Leave out the pictures and copy the remaining records exactly.

TASK INPUTS ::
* * *
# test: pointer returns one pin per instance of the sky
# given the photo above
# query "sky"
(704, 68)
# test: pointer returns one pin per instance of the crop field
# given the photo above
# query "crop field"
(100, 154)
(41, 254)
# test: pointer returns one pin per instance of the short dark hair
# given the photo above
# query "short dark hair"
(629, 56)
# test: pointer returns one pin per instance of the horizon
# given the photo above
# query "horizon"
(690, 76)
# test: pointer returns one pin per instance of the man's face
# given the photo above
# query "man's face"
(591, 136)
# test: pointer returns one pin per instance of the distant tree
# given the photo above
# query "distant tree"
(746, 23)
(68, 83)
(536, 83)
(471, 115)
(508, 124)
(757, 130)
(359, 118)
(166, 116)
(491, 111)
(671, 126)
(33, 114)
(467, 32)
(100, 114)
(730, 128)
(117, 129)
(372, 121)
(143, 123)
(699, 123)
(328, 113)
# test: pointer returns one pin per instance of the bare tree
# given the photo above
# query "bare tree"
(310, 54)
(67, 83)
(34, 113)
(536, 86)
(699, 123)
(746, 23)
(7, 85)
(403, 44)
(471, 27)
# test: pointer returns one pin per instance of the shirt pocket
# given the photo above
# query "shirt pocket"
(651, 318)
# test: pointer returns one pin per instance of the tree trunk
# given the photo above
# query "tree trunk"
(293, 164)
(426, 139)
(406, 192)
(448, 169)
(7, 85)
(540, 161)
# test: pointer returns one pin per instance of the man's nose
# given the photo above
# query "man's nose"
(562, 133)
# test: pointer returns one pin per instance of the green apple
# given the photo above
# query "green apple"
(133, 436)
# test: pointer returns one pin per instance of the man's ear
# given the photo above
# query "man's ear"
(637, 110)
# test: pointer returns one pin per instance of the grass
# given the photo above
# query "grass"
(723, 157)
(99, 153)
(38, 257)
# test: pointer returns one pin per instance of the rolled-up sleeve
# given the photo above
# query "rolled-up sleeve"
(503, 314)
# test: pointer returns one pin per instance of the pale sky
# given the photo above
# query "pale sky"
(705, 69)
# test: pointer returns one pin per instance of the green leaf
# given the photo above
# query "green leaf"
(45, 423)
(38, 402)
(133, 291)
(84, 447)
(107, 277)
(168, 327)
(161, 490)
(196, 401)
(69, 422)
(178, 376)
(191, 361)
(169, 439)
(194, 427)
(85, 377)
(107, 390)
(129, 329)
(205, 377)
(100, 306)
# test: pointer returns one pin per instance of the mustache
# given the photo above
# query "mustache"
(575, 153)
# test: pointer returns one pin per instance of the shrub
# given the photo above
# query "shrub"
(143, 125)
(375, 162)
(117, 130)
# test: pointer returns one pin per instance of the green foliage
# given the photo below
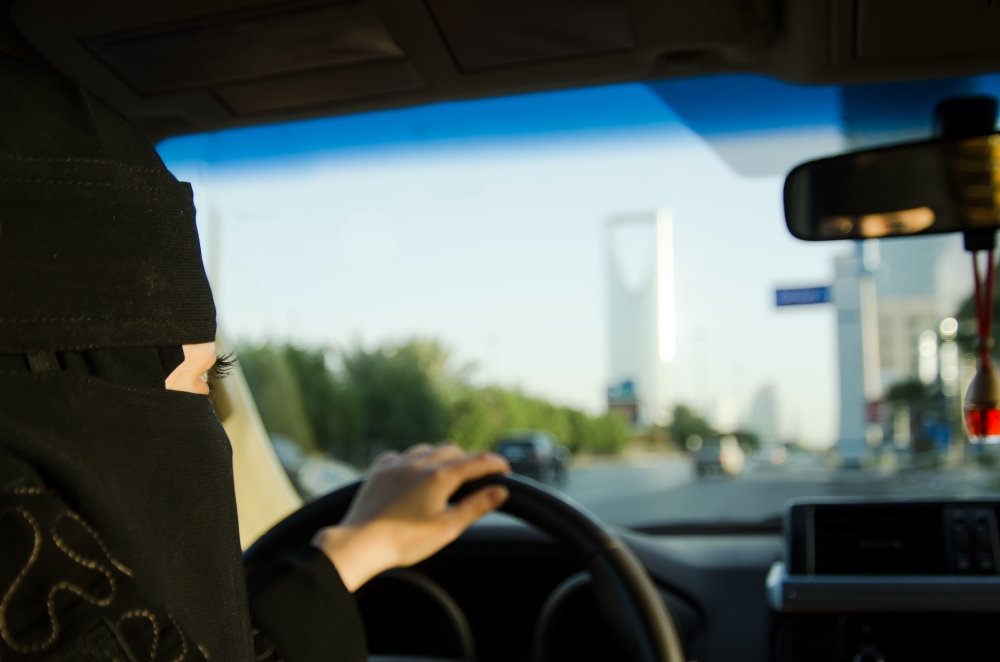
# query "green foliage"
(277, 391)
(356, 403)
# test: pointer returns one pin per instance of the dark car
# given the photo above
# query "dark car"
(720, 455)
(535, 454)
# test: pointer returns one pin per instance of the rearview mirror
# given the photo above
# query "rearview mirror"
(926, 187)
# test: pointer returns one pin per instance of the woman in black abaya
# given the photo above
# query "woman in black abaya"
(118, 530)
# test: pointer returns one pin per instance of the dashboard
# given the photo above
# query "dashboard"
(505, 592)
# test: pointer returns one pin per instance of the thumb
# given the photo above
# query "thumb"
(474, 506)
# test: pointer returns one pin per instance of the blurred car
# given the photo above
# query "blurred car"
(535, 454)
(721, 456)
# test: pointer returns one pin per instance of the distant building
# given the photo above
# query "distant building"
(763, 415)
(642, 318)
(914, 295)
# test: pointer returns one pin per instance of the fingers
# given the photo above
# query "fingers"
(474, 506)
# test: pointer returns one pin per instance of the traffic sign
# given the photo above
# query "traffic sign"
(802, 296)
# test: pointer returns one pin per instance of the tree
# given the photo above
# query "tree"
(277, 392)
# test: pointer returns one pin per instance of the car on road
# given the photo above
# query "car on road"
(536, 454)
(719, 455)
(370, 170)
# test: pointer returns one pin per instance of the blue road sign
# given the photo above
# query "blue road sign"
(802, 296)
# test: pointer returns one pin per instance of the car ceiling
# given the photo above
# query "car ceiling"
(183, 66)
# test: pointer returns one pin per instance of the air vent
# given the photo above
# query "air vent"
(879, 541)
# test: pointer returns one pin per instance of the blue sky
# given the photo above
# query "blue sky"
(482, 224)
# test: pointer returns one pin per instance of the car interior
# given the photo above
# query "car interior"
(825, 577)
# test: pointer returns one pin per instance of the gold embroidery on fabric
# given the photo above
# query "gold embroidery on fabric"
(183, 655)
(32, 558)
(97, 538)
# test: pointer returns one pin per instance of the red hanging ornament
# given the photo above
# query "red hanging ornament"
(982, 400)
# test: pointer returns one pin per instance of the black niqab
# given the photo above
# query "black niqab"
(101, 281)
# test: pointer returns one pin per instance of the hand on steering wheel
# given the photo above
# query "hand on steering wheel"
* * *
ANSWER TO THE EXERCISE ::
# test: pointer returns one pin per instance of the sky
# given the photo above
# query "sky"
(704, 68)
# test: pointer returns one pin per instance of the crop field
# given the photo above
# query "crop field"
(100, 154)
(41, 254)
# test: pointer returns one pin per instance of the short dark hair
# given the photo above
# query "short dark hair"
(629, 56)
# test: pointer returns one pin per instance of the horizon
# given the photo above
# query "horizon"
(690, 76)
# test: pointer returns one pin per instance of the man's face
# given the photo above
# query "man's face"
(591, 136)
# test: pointer returns one pin per instance of the distant tree
# given the photo above
# query "distant tree"
(746, 23)
(68, 83)
(536, 83)
(471, 115)
(508, 124)
(757, 130)
(359, 118)
(166, 116)
(491, 111)
(671, 126)
(33, 114)
(467, 32)
(100, 114)
(730, 128)
(117, 129)
(372, 121)
(143, 123)
(699, 123)
(328, 113)
# test: pointer returns one pin per instance of the bare tree
# given the photo above
# query "bare tree"
(310, 54)
(67, 83)
(34, 113)
(536, 86)
(699, 123)
(746, 23)
(7, 85)
(403, 44)
(471, 27)
# test: pointer returns one pin per instance of the shirt pocket
# given the photo above
# query "shirt pocket"
(651, 318)
# test: pointer returns one pin per instance of the tree trunk
# given the photo above
# query "tree trunk"
(293, 164)
(426, 139)
(406, 192)
(448, 169)
(7, 85)
(540, 161)
# test: pointer returns one pin per instance of the man's nose
# given the photo above
# query "man's nose"
(562, 133)
# test: pointer returns one pin per instance of the green apple
# given the photo above
# query "green apple"
(133, 436)
# test: pointer returns one pin per instance of the man's ear
# given the photo above
# query "man's ear"
(637, 110)
# test: pointer returns one pin per instance of the grass
# given the photo above
# query "grass"
(723, 157)
(99, 153)
(38, 257)
# test: pointer returns one pin per instance of the rolled-up sleeve
# given the photo above
# query "rolled-up sleeve"
(503, 314)
# test: pointer returns one pin per instance of the pale sky
# given the photo above
# query "pale sky"
(705, 69)
# test: pointer returns one pin per instance of the green leaf
# given the photo above
# query "green leaf"
(45, 423)
(38, 402)
(133, 291)
(84, 447)
(107, 277)
(168, 327)
(161, 490)
(196, 401)
(69, 422)
(178, 376)
(191, 361)
(169, 439)
(194, 427)
(85, 377)
(107, 390)
(129, 329)
(205, 377)
(100, 306)
# test: pointer returns one pin per instance of the mustache
# given the photo above
# query "mustache"
(575, 153)
# test: pointer returns one pin per instance of the shrub
# given the photo above
# query "shrub"
(143, 125)
(375, 162)
(117, 130)
# test: pointer returns one pin per instance of the green foliage
# given the photo below
# query "green foliage"
(277, 391)
(356, 403)
# test: pointer returns one pin per instance of the dark car
# given the photo above
# query "dark car"
(720, 455)
(535, 454)
# test: pointer returns one pin per instance of the rearview mirror
# given the photo above
# query "rearview mirror"
(926, 187)
# test: pointer returns one pin per instance of the woman in black abaya
# given the photo above
# query "woman in black abaya"
(118, 530)
# test: pointer returns one pin per instance of the dashboard
# given the photo above
# query "dashboard"
(505, 592)
# test: pointer returns one pin per instance of the thumb
# given the photo above
# query "thumb"
(474, 506)
# test: pointer returns one pin per instance of the blurred car
# given the photo above
# query "blurred car"
(535, 454)
(721, 456)
# test: pointer returns one pin per instance of the distant building
# given the photo above
# query "distant building"
(763, 415)
(642, 318)
(914, 295)
# test: pointer returns one pin per instance of the fingers
# given the photo above
# query "fingers"
(474, 506)
# test: pointer returns one pin per instance of the traffic sign
# given the photo above
# query "traffic sign"
(802, 296)
# test: pointer returns one pin per instance of the tree
# given the photo above
# query "tree"
(277, 392)
# test: pointer returns one pin per instance of the car on road
# given the photo above
# query "car on road"
(536, 454)
(719, 455)
(370, 170)
# test: pointer returns one pin per instance of the blue road sign
# given the photo above
# query "blue road sign"
(802, 296)
# test: pointer returns one pin per instance of the car ceiling
# given the photo above
# query "car ceiling"
(183, 66)
# test: pointer returns one pin per instance of the air vent
# given the photo above
# query "air vent"
(879, 541)
# test: pointer returns one pin per instance of the blue sky
# given the photo above
# query "blue sky"
(482, 224)
# test: pointer returns one pin per instance of the car interior
# given the photo above
# query "car interior"
(825, 577)
# test: pointer returns one pin per instance of the gold embroidery on fabric
# given the photo above
# query "gold embroidery on fabric"
(183, 655)
(32, 558)
(97, 538)
# test: pointer returns one pin per instance of the red hanging ornament
# given the photo above
# query "red hanging ornament"
(982, 400)
# test: pointer returns one pin per instance of the black niqab
# given the photo above
# query "black niqab"
(101, 281)
# test: pointer returns one pin per instance of the hand on steering wheel
# given the photo above
# query "hand on steering wheel"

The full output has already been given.